**Task item**: Output range, inclusive: from the line containing "on the tail" to the line containing "[(172, 180), (232, 97), (248, 37)]". Restate those lines from the data below word for word and only those.

**Data provided**:
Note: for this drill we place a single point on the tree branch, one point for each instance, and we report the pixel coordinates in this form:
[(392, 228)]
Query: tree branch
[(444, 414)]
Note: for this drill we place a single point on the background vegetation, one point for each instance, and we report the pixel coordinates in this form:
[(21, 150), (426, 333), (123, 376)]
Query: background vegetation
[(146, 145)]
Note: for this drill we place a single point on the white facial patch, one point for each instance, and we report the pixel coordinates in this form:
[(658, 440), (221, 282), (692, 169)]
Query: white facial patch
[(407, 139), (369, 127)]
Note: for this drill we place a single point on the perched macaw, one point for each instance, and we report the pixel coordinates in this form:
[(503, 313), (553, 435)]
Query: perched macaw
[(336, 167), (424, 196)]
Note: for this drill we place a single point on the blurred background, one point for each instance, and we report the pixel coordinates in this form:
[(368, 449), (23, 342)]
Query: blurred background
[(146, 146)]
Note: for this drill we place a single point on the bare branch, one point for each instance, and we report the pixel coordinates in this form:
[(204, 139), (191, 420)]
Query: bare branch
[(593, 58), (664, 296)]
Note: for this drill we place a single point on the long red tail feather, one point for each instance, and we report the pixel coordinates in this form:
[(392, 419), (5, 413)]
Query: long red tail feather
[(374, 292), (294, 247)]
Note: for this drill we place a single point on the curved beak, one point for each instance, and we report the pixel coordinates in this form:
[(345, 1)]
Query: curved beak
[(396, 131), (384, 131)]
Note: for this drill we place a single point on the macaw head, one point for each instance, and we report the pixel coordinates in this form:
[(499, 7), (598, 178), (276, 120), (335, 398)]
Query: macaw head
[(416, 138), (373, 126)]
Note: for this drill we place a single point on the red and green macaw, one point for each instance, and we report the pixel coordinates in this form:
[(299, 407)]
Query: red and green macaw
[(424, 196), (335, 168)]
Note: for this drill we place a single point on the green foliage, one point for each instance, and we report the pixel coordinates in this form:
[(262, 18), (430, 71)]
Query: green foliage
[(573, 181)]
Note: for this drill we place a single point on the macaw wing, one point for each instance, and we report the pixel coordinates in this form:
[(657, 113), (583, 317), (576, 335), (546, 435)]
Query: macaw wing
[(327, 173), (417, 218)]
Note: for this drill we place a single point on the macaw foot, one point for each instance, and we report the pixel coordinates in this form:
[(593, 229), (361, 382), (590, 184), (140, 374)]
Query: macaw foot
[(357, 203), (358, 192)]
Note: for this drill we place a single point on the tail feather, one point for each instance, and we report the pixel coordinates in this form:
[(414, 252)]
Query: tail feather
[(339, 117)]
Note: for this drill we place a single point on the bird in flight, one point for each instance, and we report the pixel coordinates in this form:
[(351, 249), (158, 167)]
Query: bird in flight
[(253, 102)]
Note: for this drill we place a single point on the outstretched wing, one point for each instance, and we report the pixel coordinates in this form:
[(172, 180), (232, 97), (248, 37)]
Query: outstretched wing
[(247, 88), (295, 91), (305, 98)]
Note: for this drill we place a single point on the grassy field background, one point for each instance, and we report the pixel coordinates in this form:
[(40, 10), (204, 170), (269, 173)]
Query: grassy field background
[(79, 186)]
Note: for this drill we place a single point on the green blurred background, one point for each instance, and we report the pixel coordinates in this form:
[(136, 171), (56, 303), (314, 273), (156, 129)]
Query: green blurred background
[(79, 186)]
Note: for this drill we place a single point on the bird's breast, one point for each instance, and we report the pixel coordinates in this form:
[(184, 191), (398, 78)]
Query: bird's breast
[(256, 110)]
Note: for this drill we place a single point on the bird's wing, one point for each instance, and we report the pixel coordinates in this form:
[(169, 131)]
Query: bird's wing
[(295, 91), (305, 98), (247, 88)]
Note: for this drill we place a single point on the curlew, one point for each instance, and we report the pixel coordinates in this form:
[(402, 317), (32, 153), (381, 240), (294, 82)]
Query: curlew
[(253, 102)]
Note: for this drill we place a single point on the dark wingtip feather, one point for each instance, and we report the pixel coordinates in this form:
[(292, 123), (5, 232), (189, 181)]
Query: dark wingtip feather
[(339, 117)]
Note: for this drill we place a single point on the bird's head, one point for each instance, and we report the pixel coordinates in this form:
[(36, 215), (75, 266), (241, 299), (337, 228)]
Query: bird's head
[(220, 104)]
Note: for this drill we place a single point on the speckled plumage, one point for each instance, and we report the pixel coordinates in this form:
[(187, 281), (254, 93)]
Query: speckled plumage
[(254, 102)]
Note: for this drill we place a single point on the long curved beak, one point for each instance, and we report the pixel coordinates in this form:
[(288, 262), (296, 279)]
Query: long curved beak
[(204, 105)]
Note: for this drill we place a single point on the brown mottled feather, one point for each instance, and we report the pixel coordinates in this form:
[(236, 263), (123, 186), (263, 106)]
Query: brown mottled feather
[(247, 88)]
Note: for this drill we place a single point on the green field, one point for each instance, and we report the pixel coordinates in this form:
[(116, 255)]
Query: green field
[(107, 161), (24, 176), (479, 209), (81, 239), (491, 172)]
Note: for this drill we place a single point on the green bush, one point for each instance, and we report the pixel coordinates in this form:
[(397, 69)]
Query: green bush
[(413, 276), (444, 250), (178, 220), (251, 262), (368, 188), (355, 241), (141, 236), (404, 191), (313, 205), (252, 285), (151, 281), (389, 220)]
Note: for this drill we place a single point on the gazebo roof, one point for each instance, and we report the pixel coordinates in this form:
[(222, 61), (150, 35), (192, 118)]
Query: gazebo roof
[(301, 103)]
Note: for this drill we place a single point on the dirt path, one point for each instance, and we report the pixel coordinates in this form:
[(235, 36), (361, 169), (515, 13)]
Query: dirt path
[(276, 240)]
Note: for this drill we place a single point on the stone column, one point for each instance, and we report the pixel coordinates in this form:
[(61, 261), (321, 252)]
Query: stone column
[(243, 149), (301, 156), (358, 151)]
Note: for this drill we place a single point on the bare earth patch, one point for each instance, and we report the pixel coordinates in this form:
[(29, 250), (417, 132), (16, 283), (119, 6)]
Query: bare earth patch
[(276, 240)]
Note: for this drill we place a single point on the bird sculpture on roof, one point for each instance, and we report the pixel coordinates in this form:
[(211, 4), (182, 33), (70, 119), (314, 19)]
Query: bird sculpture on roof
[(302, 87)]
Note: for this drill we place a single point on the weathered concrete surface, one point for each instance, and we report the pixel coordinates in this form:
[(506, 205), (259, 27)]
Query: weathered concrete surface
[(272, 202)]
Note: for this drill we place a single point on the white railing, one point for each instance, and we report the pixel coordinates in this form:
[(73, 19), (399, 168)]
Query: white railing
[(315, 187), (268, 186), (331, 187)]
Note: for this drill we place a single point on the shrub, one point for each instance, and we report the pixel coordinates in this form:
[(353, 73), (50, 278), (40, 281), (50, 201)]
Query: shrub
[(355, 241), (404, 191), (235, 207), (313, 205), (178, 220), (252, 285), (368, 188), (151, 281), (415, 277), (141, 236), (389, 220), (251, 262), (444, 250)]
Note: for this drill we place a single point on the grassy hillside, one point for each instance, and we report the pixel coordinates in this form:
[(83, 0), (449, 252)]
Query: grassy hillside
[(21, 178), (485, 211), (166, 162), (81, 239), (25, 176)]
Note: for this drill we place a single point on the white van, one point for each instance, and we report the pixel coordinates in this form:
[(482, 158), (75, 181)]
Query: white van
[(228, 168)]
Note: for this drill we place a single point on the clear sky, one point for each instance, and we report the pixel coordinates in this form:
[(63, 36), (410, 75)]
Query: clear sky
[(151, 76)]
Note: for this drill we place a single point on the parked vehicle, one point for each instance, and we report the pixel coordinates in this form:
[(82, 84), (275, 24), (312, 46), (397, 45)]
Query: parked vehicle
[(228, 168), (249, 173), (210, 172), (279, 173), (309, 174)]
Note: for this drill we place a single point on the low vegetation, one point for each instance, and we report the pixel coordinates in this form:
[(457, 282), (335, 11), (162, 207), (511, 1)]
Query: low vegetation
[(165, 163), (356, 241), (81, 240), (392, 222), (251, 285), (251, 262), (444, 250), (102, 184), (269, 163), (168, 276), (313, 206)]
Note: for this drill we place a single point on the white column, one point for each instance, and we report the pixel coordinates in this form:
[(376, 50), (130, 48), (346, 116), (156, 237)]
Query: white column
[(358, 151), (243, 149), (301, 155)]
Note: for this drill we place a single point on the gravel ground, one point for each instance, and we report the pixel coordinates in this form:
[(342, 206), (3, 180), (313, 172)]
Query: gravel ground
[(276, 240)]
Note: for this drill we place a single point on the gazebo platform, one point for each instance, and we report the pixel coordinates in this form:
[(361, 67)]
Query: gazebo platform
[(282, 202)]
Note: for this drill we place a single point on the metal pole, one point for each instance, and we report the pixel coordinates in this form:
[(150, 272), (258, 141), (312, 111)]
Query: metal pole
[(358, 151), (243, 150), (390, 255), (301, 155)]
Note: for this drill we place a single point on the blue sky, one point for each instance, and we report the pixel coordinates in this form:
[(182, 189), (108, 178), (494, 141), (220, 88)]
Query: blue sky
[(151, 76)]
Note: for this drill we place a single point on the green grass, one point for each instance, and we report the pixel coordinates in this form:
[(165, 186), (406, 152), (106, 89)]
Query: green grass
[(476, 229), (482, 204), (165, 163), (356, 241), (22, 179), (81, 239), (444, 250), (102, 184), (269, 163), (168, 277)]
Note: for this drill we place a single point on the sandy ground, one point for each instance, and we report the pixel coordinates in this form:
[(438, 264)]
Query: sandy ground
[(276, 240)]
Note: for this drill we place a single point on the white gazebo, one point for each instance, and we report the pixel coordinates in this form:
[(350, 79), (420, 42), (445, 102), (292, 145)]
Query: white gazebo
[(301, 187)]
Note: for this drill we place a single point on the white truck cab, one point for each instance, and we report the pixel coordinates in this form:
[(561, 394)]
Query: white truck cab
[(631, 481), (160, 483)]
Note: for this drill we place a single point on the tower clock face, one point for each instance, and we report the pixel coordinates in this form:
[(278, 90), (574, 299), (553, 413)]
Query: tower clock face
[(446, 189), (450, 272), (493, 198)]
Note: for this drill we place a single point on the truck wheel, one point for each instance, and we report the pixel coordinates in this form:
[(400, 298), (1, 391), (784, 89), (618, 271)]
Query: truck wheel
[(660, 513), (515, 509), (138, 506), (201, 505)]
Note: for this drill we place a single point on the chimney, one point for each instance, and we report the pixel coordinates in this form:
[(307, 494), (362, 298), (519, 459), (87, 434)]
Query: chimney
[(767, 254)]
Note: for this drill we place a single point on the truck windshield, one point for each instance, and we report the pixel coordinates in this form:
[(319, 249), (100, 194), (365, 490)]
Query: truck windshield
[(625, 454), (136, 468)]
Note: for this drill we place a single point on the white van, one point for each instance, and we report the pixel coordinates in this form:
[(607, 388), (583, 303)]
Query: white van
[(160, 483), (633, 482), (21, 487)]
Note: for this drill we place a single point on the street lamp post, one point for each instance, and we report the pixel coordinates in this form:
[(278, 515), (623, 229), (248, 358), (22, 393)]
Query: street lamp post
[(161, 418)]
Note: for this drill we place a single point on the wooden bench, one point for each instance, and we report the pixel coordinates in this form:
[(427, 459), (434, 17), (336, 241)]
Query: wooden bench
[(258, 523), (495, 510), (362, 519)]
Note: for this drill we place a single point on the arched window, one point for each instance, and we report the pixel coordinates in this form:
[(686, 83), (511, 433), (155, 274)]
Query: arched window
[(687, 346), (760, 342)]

**Exercise result**:
Note: for this drill we place a single point on the tail feather, one point for each instance, and we report the pixel coordinates in this form:
[(414, 252)]
Query: tail feather
[(339, 117)]
Note: for this drill we place a single point on the bird in flight, one point for each instance, and we report the pixel coordinates in this form:
[(351, 249), (158, 167)]
Query: bird in flight
[(253, 102)]
Note: for this drill we place a single point on the outstretched wing, one point for each instance, and we report the pixel coordinates in this form:
[(172, 180), (232, 97), (248, 37)]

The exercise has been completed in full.